- [TO DO]:
Every line below is to be copied exactly, with the pictures left out.

━━ INFORMATION SHOWN ━━

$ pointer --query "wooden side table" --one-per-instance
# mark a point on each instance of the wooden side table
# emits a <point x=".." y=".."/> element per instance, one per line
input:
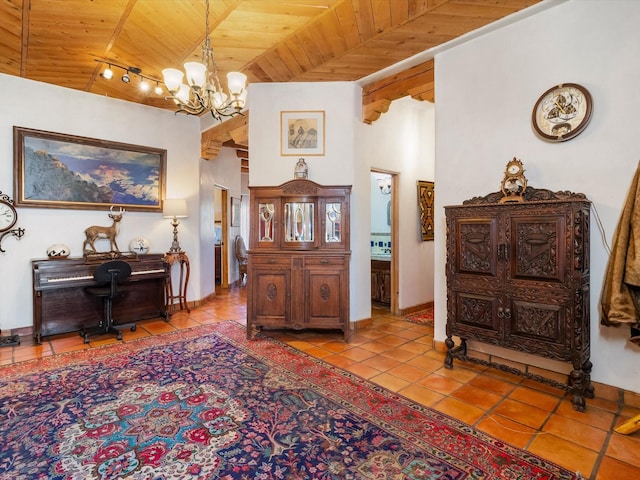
<point x="181" y="258"/>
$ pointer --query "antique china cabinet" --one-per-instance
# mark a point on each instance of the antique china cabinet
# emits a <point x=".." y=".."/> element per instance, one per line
<point x="298" y="268"/>
<point x="518" y="277"/>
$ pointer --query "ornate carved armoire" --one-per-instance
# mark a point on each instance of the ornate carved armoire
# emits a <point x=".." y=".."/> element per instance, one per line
<point x="298" y="266"/>
<point x="518" y="277"/>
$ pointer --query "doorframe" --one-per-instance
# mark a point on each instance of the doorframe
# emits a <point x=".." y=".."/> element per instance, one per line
<point x="224" y="250"/>
<point x="395" y="235"/>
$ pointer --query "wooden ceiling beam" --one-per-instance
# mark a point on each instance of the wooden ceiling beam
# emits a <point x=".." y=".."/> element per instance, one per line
<point x="235" y="129"/>
<point x="418" y="82"/>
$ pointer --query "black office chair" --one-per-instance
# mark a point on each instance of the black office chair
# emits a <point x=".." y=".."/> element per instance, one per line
<point x="108" y="276"/>
<point x="241" y="256"/>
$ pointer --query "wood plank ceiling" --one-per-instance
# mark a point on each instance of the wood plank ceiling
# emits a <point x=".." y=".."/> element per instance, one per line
<point x="58" y="42"/>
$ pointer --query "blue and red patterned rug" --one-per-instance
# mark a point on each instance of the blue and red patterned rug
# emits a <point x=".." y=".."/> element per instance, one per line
<point x="206" y="403"/>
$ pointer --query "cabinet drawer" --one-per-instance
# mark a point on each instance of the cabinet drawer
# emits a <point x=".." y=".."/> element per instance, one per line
<point x="324" y="261"/>
<point x="264" y="260"/>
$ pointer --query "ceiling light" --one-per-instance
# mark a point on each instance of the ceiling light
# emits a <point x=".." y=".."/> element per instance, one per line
<point x="384" y="184"/>
<point x="203" y="91"/>
<point x="108" y="73"/>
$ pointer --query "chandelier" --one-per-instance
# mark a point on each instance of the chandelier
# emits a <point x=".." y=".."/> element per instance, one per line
<point x="203" y="91"/>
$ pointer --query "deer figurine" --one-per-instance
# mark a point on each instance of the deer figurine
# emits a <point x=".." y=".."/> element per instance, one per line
<point x="96" y="232"/>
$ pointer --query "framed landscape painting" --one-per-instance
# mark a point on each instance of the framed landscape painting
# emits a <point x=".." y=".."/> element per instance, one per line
<point x="54" y="170"/>
<point x="302" y="133"/>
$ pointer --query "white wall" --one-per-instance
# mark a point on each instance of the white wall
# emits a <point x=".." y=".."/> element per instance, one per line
<point x="485" y="92"/>
<point x="45" y="107"/>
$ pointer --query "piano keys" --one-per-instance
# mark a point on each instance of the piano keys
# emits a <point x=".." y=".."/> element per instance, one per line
<point x="61" y="305"/>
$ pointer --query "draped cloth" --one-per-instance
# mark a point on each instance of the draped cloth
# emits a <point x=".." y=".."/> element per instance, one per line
<point x="620" y="298"/>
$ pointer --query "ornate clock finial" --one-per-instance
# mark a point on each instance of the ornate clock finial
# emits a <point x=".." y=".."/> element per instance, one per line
<point x="514" y="182"/>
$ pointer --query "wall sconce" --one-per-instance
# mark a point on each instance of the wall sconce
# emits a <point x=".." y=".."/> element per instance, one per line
<point x="175" y="208"/>
<point x="384" y="184"/>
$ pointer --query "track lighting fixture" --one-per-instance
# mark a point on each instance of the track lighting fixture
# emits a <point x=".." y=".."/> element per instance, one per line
<point x="129" y="72"/>
<point x="108" y="73"/>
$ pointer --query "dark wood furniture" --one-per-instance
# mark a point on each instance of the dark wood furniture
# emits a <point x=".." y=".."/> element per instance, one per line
<point x="518" y="277"/>
<point x="298" y="268"/>
<point x="61" y="304"/>
<point x="180" y="258"/>
<point x="381" y="281"/>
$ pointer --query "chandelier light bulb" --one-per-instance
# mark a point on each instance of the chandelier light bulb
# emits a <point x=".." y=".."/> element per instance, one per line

━━━

- [FULL SOLUTION]:
$ pointer --query "wooden side table" --one-per-instance
# mark a point on each instance of the wooden side table
# emits a <point x=".." y=".."/> element per instance, one per line
input:
<point x="181" y="258"/>
$ pointer --query "antique china cabinet" --one-per-instance
# mark a point on each instance of the antique china cabinet
# emits a <point x=".." y=".."/> element per instance, one per line
<point x="298" y="268"/>
<point x="518" y="277"/>
$ pointer --query "ornate carved armoire" --one-per-instance
# mark a point on each instance of the ornate carved armoire
# emits a <point x=".." y=".."/> element per instance, one per line
<point x="298" y="266"/>
<point x="518" y="277"/>
$ pointer --query "doorframe" --one-per-instance
# mark a point on each instance of the doorframe
# emits a <point x=".." y=".."/> element per instance, one per line
<point x="224" y="250"/>
<point x="395" y="235"/>
$ pointer --query "wooden ceiling beam" --one-per-instance
# mark a point on each instance of the wooden ceiling beam
# emits a <point x=".." y=".."/> element per instance, one per line
<point x="235" y="129"/>
<point x="418" y="82"/>
$ pointer --query "black office chair" --one-per-instance
# mark a point on each instance of the black office chair
# emits a <point x=".." y=".."/> element per instance, one per line
<point x="108" y="276"/>
<point x="241" y="256"/>
$ pointer --query "wood plank ceiling" --one-per-instance
# mark a point on each instance of the wood plank ceiling
# emits a <point x=".." y=".."/> element per instance, one per line
<point x="58" y="42"/>
$ pointer --query "blue and red patterned rug" --one-per-instance
# mark a point on each instance of the blue and red patterned rug
# emits a <point x=".." y=".."/> element per instance, one per line
<point x="206" y="403"/>
$ pointer --query "cabinet drawer" --one-per-instance
# mark a point on each instance of the cabinet drawer
# emits a <point x=".." y=".."/> element per instance, one per line
<point x="324" y="261"/>
<point x="264" y="260"/>
$ pointer --query "ceiling light" --one-per-instance
# mark a point on each instance of the ceiling light
# emits a <point x=".." y=".."/> element per instance, one per line
<point x="384" y="184"/>
<point x="203" y="91"/>
<point x="108" y="73"/>
$ pointer --query "chandelier" --one-per-instance
# mark a point on each instance of the chandelier
# emits a <point x=".." y=".."/> element per instance, one per line
<point x="203" y="91"/>
$ pointer --query "deer figurine" --one-per-instance
# mark a point on each instance of the deer figurine
# emits a <point x=".." y=".."/> element per instance, one per line
<point x="96" y="232"/>
$ pointer --query "framed landscape painting" --one-per-instance
# mark a point on each instance of the framed landscape painting
# emits a <point x=".." y=".."/> element per instance, one per line
<point x="54" y="170"/>
<point x="302" y="133"/>
$ pointer --query "white wall" --one-per-instance
# mark a point on each instance of the white wall
# emits a <point x=".." y=".."/> element per instance, one per line
<point x="485" y="92"/>
<point x="45" y="107"/>
$ pointer --query "piano keys" --one-per-instance
# mark a point on each instance of the piano keys
# emits a <point x=".." y=".."/> element per instance, one per line
<point x="61" y="305"/>
$ pointer --query "draped cloth" --one-per-instance
# mark a point on each instance of the draped cloth
# emits a <point x=".." y=".."/> element per instance, one per line
<point x="620" y="298"/>
$ pointer --query "ornate clock finial" --one-per-instance
# mark a point on each instance of the ornate clock finial
# emits a <point x=".." y=".."/> element per instance, one per line
<point x="514" y="182"/>
$ pointer --query "wall sconce" --one-per-instance
# mark a point on each instance of the wall sconce
# emits a <point x=".." y=".."/> element per instance, one per line
<point x="175" y="208"/>
<point x="384" y="184"/>
$ pointer --query "track lighting fixture" --one-per-instance
# mark a point on each instance of the track lighting fixture
# emits a <point x=".." y=".."/> element per instance, one per line
<point x="129" y="72"/>
<point x="108" y="73"/>
$ pointer --query "dark wood furniture" --one-per-instance
# mark a point on each instance of the dark wood furniture
# emits a <point x=".." y=".."/> element per instance, one per line
<point x="518" y="277"/>
<point x="298" y="268"/>
<point x="61" y="304"/>
<point x="180" y="258"/>
<point x="381" y="281"/>
$ pointer --query "chandelier light bulb" --one-per-instance
# mark a point on each instance of the chandelier light bulb
# emits a <point x=".." y=".."/> element per instance, one per line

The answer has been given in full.